## Request
Lay out the material below as a Markdown table with the columns Row and Entry. Number each line in order and leave out blank lines.

## Task input
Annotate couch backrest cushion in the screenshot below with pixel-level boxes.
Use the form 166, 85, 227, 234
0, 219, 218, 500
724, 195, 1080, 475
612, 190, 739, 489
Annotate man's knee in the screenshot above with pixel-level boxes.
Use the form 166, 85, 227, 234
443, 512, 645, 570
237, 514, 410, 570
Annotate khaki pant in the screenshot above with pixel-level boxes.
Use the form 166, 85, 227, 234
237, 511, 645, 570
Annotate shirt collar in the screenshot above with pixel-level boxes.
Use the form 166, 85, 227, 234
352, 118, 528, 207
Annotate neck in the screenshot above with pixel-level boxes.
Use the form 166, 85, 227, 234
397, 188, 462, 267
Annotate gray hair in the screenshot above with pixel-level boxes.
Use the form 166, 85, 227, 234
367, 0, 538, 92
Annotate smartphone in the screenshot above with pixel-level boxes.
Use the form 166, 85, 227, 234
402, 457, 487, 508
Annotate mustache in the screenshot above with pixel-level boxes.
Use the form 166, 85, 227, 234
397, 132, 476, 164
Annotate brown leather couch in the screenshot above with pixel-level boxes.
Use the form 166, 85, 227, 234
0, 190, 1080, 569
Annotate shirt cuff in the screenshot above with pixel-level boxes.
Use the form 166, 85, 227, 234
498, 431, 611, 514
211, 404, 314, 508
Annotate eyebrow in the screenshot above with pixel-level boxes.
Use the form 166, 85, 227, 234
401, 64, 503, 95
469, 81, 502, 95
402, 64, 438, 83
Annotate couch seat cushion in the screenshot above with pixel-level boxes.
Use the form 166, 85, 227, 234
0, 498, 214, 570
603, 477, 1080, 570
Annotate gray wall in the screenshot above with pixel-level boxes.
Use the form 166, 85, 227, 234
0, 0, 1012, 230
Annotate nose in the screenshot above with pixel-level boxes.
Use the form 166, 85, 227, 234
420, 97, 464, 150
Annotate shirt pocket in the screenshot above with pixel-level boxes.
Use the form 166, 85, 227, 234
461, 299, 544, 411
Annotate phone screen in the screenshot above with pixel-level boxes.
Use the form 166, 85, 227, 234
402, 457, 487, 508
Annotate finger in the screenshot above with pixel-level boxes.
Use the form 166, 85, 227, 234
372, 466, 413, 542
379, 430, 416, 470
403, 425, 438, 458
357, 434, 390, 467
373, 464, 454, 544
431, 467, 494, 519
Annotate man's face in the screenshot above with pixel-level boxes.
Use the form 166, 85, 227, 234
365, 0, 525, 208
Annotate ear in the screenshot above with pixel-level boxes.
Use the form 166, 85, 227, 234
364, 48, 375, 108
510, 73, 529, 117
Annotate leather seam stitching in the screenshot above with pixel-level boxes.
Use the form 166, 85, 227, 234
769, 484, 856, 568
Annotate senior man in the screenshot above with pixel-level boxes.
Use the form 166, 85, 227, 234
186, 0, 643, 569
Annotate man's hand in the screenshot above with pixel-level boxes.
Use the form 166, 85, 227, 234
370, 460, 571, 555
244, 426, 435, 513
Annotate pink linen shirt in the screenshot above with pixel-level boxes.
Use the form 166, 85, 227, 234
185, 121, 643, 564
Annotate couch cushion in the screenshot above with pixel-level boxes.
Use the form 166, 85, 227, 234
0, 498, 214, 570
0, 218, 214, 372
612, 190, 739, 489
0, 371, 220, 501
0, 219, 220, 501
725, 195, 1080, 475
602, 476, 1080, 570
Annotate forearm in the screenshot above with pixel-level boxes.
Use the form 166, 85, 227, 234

## Task result
| Row | Entry |
|---|---|
| 1 | Annotate couch backrest cushion in the screenshot below with pixel-level boxes. |
| 2 | Use the form 166, 85, 227, 234 |
| 3 | 0, 219, 218, 500 |
| 4 | 724, 195, 1080, 475 |
| 5 | 612, 190, 739, 489 |
| 6 | Annotate man's knee in the screenshot above with pixel-level boxes. |
| 7 | Use the form 166, 85, 227, 234 |
| 8 | 443, 512, 645, 570 |
| 9 | 237, 514, 410, 570 |
| 10 | Annotate khaki pant in the screenshot above with pixel-level boxes. |
| 11 | Use the form 166, 85, 227, 234 |
| 12 | 237, 511, 645, 570 |
| 13 | Annotate shirt collar in the screenshot above with pixel-level boxes. |
| 14 | Use the form 166, 85, 227, 234 |
| 15 | 352, 118, 528, 207 |
| 16 | Annotate neck in the screenshot above with pixel-level boxes. |
| 17 | Use the form 166, 85, 227, 234 |
| 18 | 397, 188, 462, 267 |
| 19 | Annotate gray hair in the screenshot above with pixel-level boxes. |
| 20 | Use the form 166, 85, 227, 234 |
| 21 | 367, 0, 538, 92 |
| 22 | Annotate smartphone in the screenshot above with pixel-level boxes. |
| 23 | Use the form 166, 85, 227, 234 |
| 24 | 402, 457, 487, 508 |
| 25 | Annotate mustache in the screenshot above with pixel-level boxes. |
| 26 | Use the form 166, 85, 227, 234 |
| 27 | 397, 132, 476, 164 |
| 28 | Annotate brown leather couch in the screenshot above with pixel-level boxes. |
| 29 | Use the form 166, 85, 227, 234 |
| 30 | 0, 190, 1080, 569 |
| 31 | Annotate shirt cuff in the screenshot above with pixel-level boxes. |
| 32 | Use the form 166, 85, 227, 234 |
| 33 | 498, 431, 611, 514 |
| 34 | 211, 404, 314, 508 |
| 35 | Annotate eyebrow in the screenshot above with pixel-level boxes. |
| 36 | Use the form 166, 85, 227, 234 |
| 37 | 401, 64, 503, 95 |
| 38 | 469, 81, 502, 95 |
| 39 | 402, 64, 438, 83 |
| 40 | Annotate couch seat cushion in the screenshot above with pixel-level boxes. |
| 41 | Use the form 166, 85, 227, 234 |
| 42 | 0, 498, 214, 570 |
| 43 | 603, 477, 1080, 570 |
| 44 | Annotate gray wall in the screenshot above with pixel-level boxes. |
| 45 | Use the form 166, 85, 227, 234 |
| 46 | 0, 0, 1012, 230 |
| 47 | Annotate nose in the screenshot above with pixel-level boxes. |
| 48 | Use the form 166, 85, 227, 234 |
| 49 | 420, 97, 464, 150 |
| 50 | Annotate shirt pocket in the screenshot above with pixel-level boxes. |
| 51 | Use the form 166, 85, 227, 234 |
| 52 | 461, 299, 544, 411 |
| 53 | Annotate phone screen in the screenshot above with pixel-level boxes. |
| 54 | Use the form 166, 85, 227, 234 |
| 55 | 402, 457, 487, 508 |
| 56 | Annotate finger in the screenshot above with pixel-level boxes. |
| 57 | Use the form 166, 85, 227, 234 |
| 58 | 372, 466, 413, 542 |
| 59 | 379, 430, 416, 470 |
| 60 | 403, 425, 438, 458 |
| 61 | 357, 434, 390, 467 |
| 62 | 373, 464, 454, 544 |
| 63 | 431, 467, 494, 519 |
| 64 | Annotate man's face in the screenshot above with pixel-level boxes. |
| 65 | Use the form 166, 85, 227, 234 |
| 66 | 365, 0, 525, 208 |
| 67 | Annotate ear in the screenshot above with pixel-level boxes. |
| 68 | Use the form 166, 85, 227, 234 |
| 69 | 364, 48, 375, 108 |
| 70 | 510, 73, 529, 117 |
| 71 | Annotate leather seam stitching in the screenshot above with pixel-level boxes. |
| 72 | Use the form 166, 85, 227, 234 |
| 73 | 769, 484, 856, 568 |
| 74 | Annotate senior man in the screenshot above with pixel-level boxes. |
| 75 | Use the form 166, 85, 227, 234 |
| 76 | 186, 0, 643, 569 |
| 77 | Annotate man's hand in the screenshot above with pixel-level boxes. |
| 78 | Use the form 166, 85, 227, 234 |
| 79 | 370, 460, 571, 555 |
| 80 | 244, 426, 435, 513 |
| 81 | Annotate pink linen shirt in the screenshot above with pixel-level boxes. |
| 82 | Use the form 166, 85, 227, 234 |
| 83 | 185, 121, 643, 564 |
| 84 | Annotate couch cushion in the screenshot above with pixel-level boxes. |
| 85 | Use the form 166, 85, 227, 234 |
| 86 | 0, 498, 214, 570 |
| 87 | 0, 218, 214, 372 |
| 88 | 612, 190, 739, 489 |
| 89 | 0, 371, 220, 501 |
| 90 | 0, 219, 220, 501 |
| 91 | 725, 195, 1080, 475 |
| 92 | 602, 476, 1080, 570 |
| 93 | Annotate forearm in the screenshot above with pixel-level boxes. |
| 94 | Use the form 166, 85, 227, 234 |